REQUIRED WORK:
1. Reproduce the portion of the commentary starting with "It is a well-know" and going on through "of their dispersion.", switching "Israelite Nation" to "Jewish people" wherever it occurs.
2. Answer these questions from the commentary:
(a) To which book does the Rambam's cited introduction belong?
(b) What work does Jacob take up after arriving in his new place of residence?
(c) How many times does Jacob say his wages were switched?

It is a well-know Torah principle that, “the actions of the fathers are precedents for the sons.” The Rambam in his introduction to the Book of Exodus explains: “All the events (that the founding fathers of the Israelite Nation experience) are like pictures of things that hint and inform us of all that will occur to them (the Israelite Nation) in the future) in the future.” This rule not only applies to positive actions, but to negative actions as well. Indeed, Rabbi Kahane often pointed out how the conflict between Jacob and Laban that is recounted in parshat Vayetze provides us with a prototype of Jewish-Gentile relations that remain valid as long as the Jews abide in the lands of their dispersion.
First, Jacob is forced to flee his home due to the fact that Esau plots to murder him as vengeance for an alleged wrong, “Behold, Esau your brother comforts himself (by planning) to kill you. And now my son, listen to me and arise, flee to Laban, my brother in Haran.” (Genesis 27:42)
Jacob makes the wearying journey, full of travails and diversions, and finally arrives, penniless, in his new place of residence. He immediately seeks and finds work (as a shepherd) and begins to rebuild his life. He works hard and is scrupulously honest: “These past 20 years that I was with you, your sheep did not miscarriage and the rams of your flock I did not eat. I did not bring you a carcass (of a dead sheep attacked by wild animals) without reimbursing you, and took responsibility (for stolen sheep) whether stolen in the day or night” (ibid 40). For his trouble he is repeatedly cheated and ripped off by his employer Laban, “You have switched my wages (i.e. contract) ten times” (ibid 41). And yet, despite this, his dilligence and faith in G-d pay off: “And the man increased (his wealth) very much (ibid 30:43).

[Collected data entries]
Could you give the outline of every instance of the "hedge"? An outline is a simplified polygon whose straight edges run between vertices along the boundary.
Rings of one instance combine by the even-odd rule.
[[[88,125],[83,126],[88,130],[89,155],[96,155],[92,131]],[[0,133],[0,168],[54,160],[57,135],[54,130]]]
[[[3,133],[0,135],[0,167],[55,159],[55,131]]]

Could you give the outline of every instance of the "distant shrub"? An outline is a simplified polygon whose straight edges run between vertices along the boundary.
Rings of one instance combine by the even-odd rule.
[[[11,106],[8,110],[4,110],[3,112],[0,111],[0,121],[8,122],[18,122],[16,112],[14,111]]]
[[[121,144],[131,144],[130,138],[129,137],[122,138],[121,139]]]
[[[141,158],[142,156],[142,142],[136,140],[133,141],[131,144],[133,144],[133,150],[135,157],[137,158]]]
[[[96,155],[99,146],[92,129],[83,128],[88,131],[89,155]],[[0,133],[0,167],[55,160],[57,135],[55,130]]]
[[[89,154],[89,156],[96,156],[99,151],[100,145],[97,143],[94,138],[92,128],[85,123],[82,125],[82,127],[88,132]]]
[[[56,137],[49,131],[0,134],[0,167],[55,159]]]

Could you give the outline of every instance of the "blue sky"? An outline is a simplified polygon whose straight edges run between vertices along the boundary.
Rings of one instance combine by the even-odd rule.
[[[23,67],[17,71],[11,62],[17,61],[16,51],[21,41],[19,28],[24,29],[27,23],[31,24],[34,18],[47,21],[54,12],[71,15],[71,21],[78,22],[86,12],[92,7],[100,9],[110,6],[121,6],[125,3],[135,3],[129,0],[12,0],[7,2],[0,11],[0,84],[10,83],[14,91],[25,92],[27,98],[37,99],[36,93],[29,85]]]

TASK SOLUTIONS:
1.
It is a well-know Torah principle that, “the actions of the fathers are precedents for the sons.” The Rambam in his introduction to the Book of Exodus explains: “All the events (that the founding fathers of the Jewish people experience) are like pictures of things that hint and inform us of all that will occur to them (the Jewish people) in the future) in the future.” This rule not only applies to positive actions, but to negative actions as well. Indeed, Rabbi Kahane often pointed out how the conflict between Jacob and Laban that is recounted in parshat Vayetze provides us with a prototype of Jewish-Gentile relations that remain valid as long as the Jews abide in the lands of their dispersion.

2.
(a) The Book of Exodus
(b) Work as a shepherd
(c) Ten times